**SOURCE:**

La Reina High organizers bid for backup Moorpark campus as lawsuit stalls

Families, alumni and staff of La Reina High School and Middle School are trying just about everything they can to keep the all-girls Catholic campus alive for another year as the Thousand Oaks school heads for a permanent closure in June.

The grassroots campaign called Save La Reina announced in an email to supporters on Wednesday that the group is trying to resuscitate La Reina in a new form in Moorpark next school year if their push to keep the current campus open fails.

Laird Wilson, a former La Reina staffer helping lead the project, said Friday that the group has a $6.8 million bid in progress to buy the former Pinecrest School at 14100 Peach Hill Road and is raising funds for the deal.

A day after the campus announcement, the group announced that their lawsuit against the Catholic sisters who founded the school had stalled after law firm Gordon Rees Scully Mansukhani pulled its attorneys off the case.

The Thursday email said the move came after the Catholic Archdiocese of Los Angeles, a client of the firm for other, unconnected issues, told the firm it couldn't represent the archdiocese and the grassroots group out a conflict of interest.

The Thousand Oaks school, founded nearly six decades ago by the Sisters of Notre Dame, has seen enrollment cut in half over the last eight years. Still, the January announcement that the sisters plan to close the school at the end of the current year was a shock to the school's tight-knit community of staff, alumni and students.

More: UPDATED: La Reina High to close at end of the year

Save La Reina emerged within days of the closure announcement, organizing online signature drives and protesting outside the campus.

The lawsuit, which asks the Ventura County Superior Court to stop the school's closure, and the back-up campus plan add two more prongs to Save La Reina's all-out effort to maintain an all-girls Catholic school in east Ventura County.

Laura Koehl, the chief operating officer of the sisters' National Ministry Corporation, said in an email on Friday that neither the conflict of interest nor the alternative campus plan involve the order and offered no further comment.

Conflict of Interest

The La Reina High School and Middle School, in Thousand Oaks, is expected to close in June.

**COLLECTED DATA:**
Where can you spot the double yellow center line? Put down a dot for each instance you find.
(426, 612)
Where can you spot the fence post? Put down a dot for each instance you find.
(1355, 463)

**TASK GOAL:** Reproduce verbatim the stretch of the La Reina article from "Families, alumni and" through "campus open fails.".

**ANSWER BELOW:**
Families, alumni and staff of La Reina High School and Middle School are trying just about everything they can to keep the all-girls Catholic campus alive for another year as the Thousand Oaks school heads for a permanent closure in June.

The grassroots campaign called Save La Reina announced in an email to supporters on Wednesday that the group is trying to resuscitate La Reina in a new form in Moorpark next school year if their push to keep the current campus open fails.